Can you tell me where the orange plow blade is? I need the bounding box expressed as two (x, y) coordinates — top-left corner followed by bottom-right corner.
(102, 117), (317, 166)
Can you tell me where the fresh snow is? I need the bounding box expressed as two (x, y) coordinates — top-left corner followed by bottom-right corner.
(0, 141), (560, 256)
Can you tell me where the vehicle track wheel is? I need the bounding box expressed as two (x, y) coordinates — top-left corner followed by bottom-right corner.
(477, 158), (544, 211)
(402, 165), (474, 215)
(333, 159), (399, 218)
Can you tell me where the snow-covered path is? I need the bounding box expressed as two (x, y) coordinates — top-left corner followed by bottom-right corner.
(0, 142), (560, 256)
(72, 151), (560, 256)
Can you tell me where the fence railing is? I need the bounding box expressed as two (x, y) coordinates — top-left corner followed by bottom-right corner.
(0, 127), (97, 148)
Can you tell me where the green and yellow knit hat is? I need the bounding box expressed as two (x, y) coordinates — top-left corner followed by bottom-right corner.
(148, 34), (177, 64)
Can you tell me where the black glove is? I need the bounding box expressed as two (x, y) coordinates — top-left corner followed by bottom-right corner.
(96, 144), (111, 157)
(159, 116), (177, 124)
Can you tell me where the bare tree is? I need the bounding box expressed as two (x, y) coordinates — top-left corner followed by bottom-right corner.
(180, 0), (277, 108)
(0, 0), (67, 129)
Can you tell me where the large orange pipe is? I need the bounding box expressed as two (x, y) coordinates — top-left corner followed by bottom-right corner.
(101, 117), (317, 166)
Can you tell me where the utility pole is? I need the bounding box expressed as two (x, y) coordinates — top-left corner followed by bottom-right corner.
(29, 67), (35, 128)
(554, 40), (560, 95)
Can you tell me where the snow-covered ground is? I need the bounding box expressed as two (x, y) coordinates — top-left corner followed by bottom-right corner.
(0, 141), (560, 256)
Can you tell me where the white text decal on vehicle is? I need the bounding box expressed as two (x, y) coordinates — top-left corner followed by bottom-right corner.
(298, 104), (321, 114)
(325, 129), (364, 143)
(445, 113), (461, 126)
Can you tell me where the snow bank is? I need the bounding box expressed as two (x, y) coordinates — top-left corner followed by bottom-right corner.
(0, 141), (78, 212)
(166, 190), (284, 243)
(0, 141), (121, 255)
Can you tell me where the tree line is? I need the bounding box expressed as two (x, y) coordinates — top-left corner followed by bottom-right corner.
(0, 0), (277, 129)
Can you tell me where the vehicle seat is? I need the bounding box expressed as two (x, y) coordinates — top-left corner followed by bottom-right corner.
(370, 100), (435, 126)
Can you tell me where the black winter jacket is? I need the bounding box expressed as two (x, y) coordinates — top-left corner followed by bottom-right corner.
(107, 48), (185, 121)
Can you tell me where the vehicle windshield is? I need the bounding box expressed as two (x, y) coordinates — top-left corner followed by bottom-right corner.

- _Stated problem_: Place all of the entries above into a JSON list of strings, with one string for each line and any blank lines omitted.

- _Reply_:
[
  "Can you tell me where the orange plow blade is? I need the bounding box expressed as two (x, y) coordinates — top-left corner followed by bottom-right corner.",
  "(102, 117), (317, 166)",
  "Can you tell me where the fresh snow is? I need the bounding box expressed as two (x, y) coordinates — top-left corner followed by bottom-right corner.",
  "(0, 141), (560, 256)",
  "Can you tell me where the vehicle track wheel is? I need the bounding box expressed as two (x, y) coordinates — top-left corner followed by bottom-right corner.",
  "(477, 158), (544, 211)",
  "(402, 165), (474, 215)",
  "(333, 159), (399, 218)",
  "Can you tell me where the snow-covered path is? I need the bounding box expressed as two (x, y) coordinates — top-left corner followed by bottom-right corner.",
  "(0, 142), (560, 256)",
  "(72, 151), (560, 256)",
  "Can you tell me where the fence railing is? I need the bounding box expressed as two (x, y) coordinates — top-left corner followed by bottom-right corner.",
  "(0, 127), (97, 148)",
  "Can you tell me where the green and yellow knit hat is? I need the bounding box expressed as two (x, y) coordinates — top-left corner followed by bottom-right corner.",
  "(148, 34), (177, 64)",
  "Can you tell me where the black glove is? I need the bounding box expressed as two (x, y) coordinates — top-left corner followed by bottom-right corner.",
  "(96, 144), (111, 157)",
  "(159, 116), (177, 124)",
  "Can you tell me where the bare tree is? I need the bounding box expressed as two (x, y) coordinates — top-left corner followed by bottom-right corner.",
  "(180, 0), (277, 108)",
  "(0, 0), (67, 129)",
  "Can you tell me where the large orange pipe is? I need the bounding box expressed as two (x, y) coordinates — top-left corner followed by bottom-right corner.",
  "(101, 117), (317, 166)",
  "Can you tell me where the utility pole is? I need the bounding box expressed as two (x, y) coordinates — top-left corner followed by bottom-right corner.",
  "(29, 67), (35, 128)",
  "(554, 40), (560, 95)",
  "Can you tell me where the snow-covered ground is? I need the bounding box expressed as two (x, y) coordinates — top-left corner followed by bottom-right corner.",
  "(0, 141), (560, 256)",
  "Can you tell me where the white text decal on vehicle is? I need the bounding box expressed as two (x, y) coordinates — top-left corner followed by bottom-right corner.",
  "(298, 104), (321, 114)",
  "(325, 129), (364, 143)",
  "(445, 113), (461, 126)",
  "Can you tell me where the snow bank is? I need the bounding box expressed as two (x, y) coordinates — top-left corner followed by bottom-right corner.",
  "(0, 141), (78, 212)",
  "(166, 190), (284, 243)",
  "(0, 141), (121, 255)",
  "Can you tell me where the tree line is? I need the bounding box expressed as two (x, y) coordinates — top-left corner followed by bottom-right corner.",
  "(0, 0), (277, 129)",
  "Can you tell me where the vehicle seat is? I need the bounding box expressed as two (x, y) coordinates — top-left corner followed by bottom-right corner.",
  "(370, 100), (435, 126)",
  "Can you tell me where the black winter jacket is? I need the bounding box expressed as two (x, y) coordinates — top-left corner followed by bottom-right corner.",
  "(107, 48), (185, 121)",
  "Can you tell me where the vehicle windshield is? I need the bounding box expressed as two (x, y) coordinates — top-left corner followed by bottom-right corner."
]